* Supplied entries
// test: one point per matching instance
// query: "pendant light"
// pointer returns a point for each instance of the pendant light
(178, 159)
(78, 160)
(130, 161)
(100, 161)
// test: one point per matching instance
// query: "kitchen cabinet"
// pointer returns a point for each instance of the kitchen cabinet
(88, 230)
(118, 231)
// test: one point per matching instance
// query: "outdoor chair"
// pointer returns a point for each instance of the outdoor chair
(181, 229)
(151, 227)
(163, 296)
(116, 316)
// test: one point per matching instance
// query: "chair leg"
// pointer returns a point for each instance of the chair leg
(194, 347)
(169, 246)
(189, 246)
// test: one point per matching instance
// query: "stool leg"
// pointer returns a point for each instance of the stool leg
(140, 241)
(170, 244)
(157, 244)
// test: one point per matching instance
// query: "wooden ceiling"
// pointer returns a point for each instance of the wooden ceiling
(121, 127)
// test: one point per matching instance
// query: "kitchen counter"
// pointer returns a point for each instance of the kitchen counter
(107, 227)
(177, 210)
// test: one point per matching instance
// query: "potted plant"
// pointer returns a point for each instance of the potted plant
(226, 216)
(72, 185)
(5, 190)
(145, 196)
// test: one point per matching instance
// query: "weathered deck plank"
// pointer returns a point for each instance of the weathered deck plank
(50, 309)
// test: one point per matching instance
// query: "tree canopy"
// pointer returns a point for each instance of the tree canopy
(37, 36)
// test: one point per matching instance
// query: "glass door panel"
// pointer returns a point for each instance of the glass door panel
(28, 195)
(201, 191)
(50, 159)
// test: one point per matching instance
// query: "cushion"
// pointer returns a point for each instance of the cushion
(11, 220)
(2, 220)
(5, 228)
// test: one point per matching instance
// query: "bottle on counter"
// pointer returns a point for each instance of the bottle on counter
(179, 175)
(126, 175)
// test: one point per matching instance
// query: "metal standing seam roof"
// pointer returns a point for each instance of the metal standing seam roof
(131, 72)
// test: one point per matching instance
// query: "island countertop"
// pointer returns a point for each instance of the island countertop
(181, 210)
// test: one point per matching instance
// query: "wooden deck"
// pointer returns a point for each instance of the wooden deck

* Task brief
Pull out each line of the material above that contains the string "cushion" and copy it unchanged. Case counts, so a match must have the same capitalization.

* Complete answer
// query: "cushion"
// pointer returns a point for each instance of the cushion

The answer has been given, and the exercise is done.